▶ Questions on the material
- A) Using the passage on Dr. Richard Saul's book, decide whether each statement agrees with it: (i) Dr. Saul is a reporter; (ii) the writer's objection to the book is its title; (iii) the passage says some symptoms may come from a thyroid gland that is too active or not active enough. Answer yes or no for each, and quote the words from the passage that decide it.
- B) In the passage on Dr. Richard Saul's book, where are the diagnostic criteria for ADHD laid out?

Another man who is taking the world of ADHD to task is Dr. Richard Saul. Not a reporter but a clinician, he’s written a book called ADHD Does Not Exist: The Truth About Attention Deficit Hyperactivity Disorder, which will come out next month.
My problem with the book is its title. It’s what publishers call a “selling title,” designed to get people to buy books. It is ironic, though, that a book that purports to tell the “the truth” (always a suspect promise) has, as its title, a blatant falsehood.
ADHD is a shorthand term for a collection of symptoms that most assuredly do exist. One may quarrel with the shorthand term, as I certainly do, but no one with eyes to see and ears to hear would contend that there are no children or adults who meet the diagnostic criteria for ADHD as laid out in the DSM-V. In fact, there are millions of children and adults who meet the definition of ADHD. To say, then, that it does not exist is like saying that the nose on your face does not exist. You may not want to call it a nose, but whatever you call it, it’s there.
So it is with ADHD. Dr. Saul does make a valid and important point in his book, a point that the title unfortunately buries: Different causes may lead to many of the symptoms summarized in the diagnostic shorthand term, ADHD:
> Some of the symptoms may be the result of poor vision, poor hearing, or a hyperactive or hypoactive thyroid gland.

▶ Records
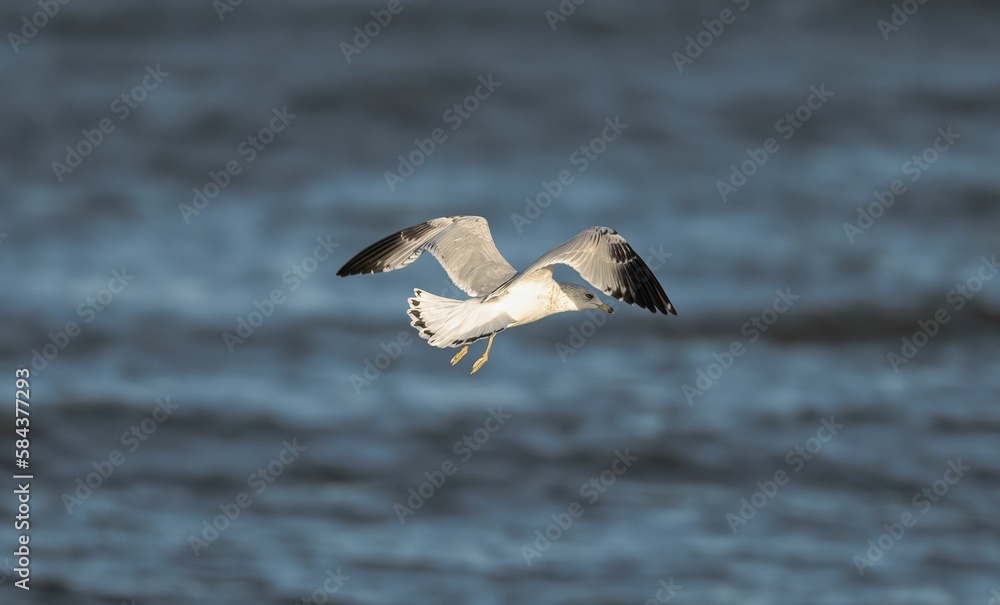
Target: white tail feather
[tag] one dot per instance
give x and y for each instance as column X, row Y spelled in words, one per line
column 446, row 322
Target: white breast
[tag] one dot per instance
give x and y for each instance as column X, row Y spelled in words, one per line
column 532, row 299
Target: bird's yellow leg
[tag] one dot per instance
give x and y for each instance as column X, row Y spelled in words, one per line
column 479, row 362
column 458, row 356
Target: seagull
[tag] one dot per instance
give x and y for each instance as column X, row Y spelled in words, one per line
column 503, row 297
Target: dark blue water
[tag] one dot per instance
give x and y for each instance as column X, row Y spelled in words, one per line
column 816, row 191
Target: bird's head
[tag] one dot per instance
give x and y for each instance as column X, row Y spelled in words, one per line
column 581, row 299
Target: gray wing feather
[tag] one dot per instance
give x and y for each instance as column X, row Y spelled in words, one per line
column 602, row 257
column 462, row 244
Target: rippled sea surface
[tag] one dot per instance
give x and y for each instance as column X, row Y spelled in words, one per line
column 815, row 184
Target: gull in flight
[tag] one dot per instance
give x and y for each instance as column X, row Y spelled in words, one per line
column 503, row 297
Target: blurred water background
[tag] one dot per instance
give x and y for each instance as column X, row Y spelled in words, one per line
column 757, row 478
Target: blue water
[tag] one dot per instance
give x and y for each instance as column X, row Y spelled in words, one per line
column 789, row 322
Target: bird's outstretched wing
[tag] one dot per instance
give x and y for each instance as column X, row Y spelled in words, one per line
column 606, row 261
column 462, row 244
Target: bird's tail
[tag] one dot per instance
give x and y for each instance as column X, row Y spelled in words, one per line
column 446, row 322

==

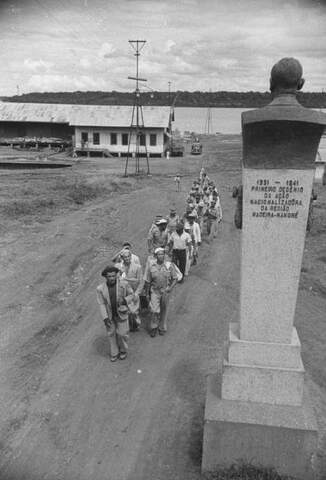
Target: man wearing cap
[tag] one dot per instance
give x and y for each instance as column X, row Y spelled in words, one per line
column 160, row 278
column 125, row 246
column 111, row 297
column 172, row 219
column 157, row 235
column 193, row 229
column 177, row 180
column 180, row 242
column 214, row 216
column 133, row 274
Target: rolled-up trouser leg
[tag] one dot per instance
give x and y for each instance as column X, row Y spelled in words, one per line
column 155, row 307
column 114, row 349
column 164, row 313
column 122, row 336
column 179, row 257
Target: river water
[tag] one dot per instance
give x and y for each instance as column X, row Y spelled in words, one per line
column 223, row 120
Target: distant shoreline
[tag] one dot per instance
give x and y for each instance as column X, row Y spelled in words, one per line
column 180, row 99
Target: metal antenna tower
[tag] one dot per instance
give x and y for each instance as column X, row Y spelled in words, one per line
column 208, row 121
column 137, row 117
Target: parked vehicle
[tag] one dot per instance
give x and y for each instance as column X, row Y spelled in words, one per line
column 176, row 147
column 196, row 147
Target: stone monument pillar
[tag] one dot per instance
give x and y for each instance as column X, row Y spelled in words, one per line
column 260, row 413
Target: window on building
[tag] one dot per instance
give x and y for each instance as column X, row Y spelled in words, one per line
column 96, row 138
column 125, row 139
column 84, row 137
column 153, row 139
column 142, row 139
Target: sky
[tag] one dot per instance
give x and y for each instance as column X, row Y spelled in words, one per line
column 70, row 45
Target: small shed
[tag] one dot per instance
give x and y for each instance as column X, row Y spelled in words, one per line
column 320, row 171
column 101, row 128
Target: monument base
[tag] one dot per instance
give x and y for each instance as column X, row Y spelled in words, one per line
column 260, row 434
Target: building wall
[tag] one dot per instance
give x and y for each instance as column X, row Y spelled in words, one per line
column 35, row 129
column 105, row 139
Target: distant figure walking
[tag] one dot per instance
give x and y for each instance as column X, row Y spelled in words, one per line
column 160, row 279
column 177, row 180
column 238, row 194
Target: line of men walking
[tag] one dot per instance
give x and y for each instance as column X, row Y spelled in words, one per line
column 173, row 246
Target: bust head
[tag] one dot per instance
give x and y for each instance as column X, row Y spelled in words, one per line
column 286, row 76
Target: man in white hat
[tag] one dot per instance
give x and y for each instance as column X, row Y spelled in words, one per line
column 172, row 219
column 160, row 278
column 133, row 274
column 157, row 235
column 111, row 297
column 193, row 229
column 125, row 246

--

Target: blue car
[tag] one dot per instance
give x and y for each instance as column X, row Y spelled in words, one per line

▶ Solution set
- A)
(i) No: "Not a reporter but a clinician"
(ii) Yes: "My problem with the book is its title."
(iii) Yes: "Some of the symptoms may be the result of poor vision, poor hearing, or a hyperactive or hypoactive thyroid gland."

- B) In the DSM-V.